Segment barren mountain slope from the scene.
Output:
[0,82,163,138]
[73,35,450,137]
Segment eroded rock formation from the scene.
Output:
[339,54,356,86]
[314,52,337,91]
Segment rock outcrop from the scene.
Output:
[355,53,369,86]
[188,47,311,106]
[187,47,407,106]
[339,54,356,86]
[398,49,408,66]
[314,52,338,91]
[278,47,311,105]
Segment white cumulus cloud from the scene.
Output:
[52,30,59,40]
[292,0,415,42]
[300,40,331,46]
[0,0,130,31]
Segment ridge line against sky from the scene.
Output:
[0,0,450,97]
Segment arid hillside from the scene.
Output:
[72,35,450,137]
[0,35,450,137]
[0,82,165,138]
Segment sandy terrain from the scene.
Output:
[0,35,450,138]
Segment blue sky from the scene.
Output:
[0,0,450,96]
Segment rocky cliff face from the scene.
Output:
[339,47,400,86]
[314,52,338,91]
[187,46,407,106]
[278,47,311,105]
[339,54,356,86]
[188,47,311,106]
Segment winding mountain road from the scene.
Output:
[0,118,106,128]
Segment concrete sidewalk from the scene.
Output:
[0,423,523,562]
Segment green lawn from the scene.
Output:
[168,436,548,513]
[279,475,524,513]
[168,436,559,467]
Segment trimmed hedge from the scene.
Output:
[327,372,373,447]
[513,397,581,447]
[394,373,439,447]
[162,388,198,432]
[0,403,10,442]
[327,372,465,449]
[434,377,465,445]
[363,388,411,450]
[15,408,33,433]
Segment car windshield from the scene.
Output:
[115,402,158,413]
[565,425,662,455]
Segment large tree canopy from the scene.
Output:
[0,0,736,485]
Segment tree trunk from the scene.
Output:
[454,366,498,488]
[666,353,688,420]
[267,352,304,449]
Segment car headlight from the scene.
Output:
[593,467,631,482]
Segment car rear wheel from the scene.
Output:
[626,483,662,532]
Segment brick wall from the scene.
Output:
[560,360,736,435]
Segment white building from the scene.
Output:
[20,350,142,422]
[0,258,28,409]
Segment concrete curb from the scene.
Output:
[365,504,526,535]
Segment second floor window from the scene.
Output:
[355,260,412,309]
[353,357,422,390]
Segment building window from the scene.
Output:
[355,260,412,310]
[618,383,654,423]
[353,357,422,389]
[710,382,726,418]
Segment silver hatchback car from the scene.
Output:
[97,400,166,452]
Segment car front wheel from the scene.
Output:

> **Your goal**
Copy every line above exactly as it appears, from the first through the last.

> **Problem solution**
Segment barren mountain slope from the scene.
Output:
[0,82,163,138]
[73,35,450,137]
Segment eroded rock formation from the scene.
Output:
[339,54,356,86]
[314,52,337,91]
Segment rock outcrop from the scene.
Output:
[355,53,369,86]
[188,47,311,106]
[187,47,407,106]
[339,54,356,86]
[398,49,408,66]
[314,52,338,91]
[278,47,311,105]
Segment white cumulus cloud from the scene.
Output:
[52,30,59,40]
[292,0,415,42]
[300,40,331,46]
[0,0,130,31]
Segment ridge line against sky from the scene.
Output:
[0,0,450,97]
Segment arid hillside from the scene.
Output:
[72,35,450,137]
[0,35,450,137]
[0,82,165,138]
Segment sandy terrain from the scene.
Output:
[0,35,450,138]
Segment blue sky from the scene.
Output:
[0,0,450,96]
Segment rocky cliff face from the scene.
Output:
[339,47,400,86]
[314,52,338,91]
[187,46,407,106]
[278,47,311,105]
[339,54,356,86]
[188,47,311,106]
Segment winding mountain road from the scene.
Output:
[0,118,106,128]
Segment concrete sidewalk from the scene.
Output:
[0,423,523,562]
Segment green lawn from the scene.
Output:
[168,436,548,513]
[279,475,524,513]
[168,436,559,467]
Segment trimmed hedge from the scene.
Output:
[327,372,373,447]
[513,397,581,447]
[394,373,439,447]
[162,388,198,432]
[0,403,10,442]
[327,372,465,449]
[434,377,465,445]
[363,388,411,450]
[15,408,33,433]
Segment car windshield from the scene.
Output:
[115,402,158,413]
[565,425,662,455]
Segment large tree canopy from the scene.
Output:
[0,0,736,485]
Segment tree trunk from the scene.
Output:
[454,366,498,488]
[666,353,688,420]
[267,352,304,449]
Segment car headlight from the scene.
Output:
[593,467,631,482]
Segment car rear wheel from the scene.
Output:
[626,483,662,532]
Segment brick wall from the scene.
Output:
[560,360,736,435]
Segment white building from the scene.
Output:
[20,350,142,422]
[0,258,28,409]
Segment concrete curb from the scene.
Output:
[365,504,526,535]
Segment second floor window from the scene.
Output:
[355,260,412,309]
[353,357,422,390]
Segment building window from the scene.
Output:
[355,260,412,310]
[618,383,654,423]
[353,357,422,389]
[710,382,726,418]
Segment silver hatchback car from the scene.
Output:
[97,400,166,452]
Segment car front wheel from the scene.
Output:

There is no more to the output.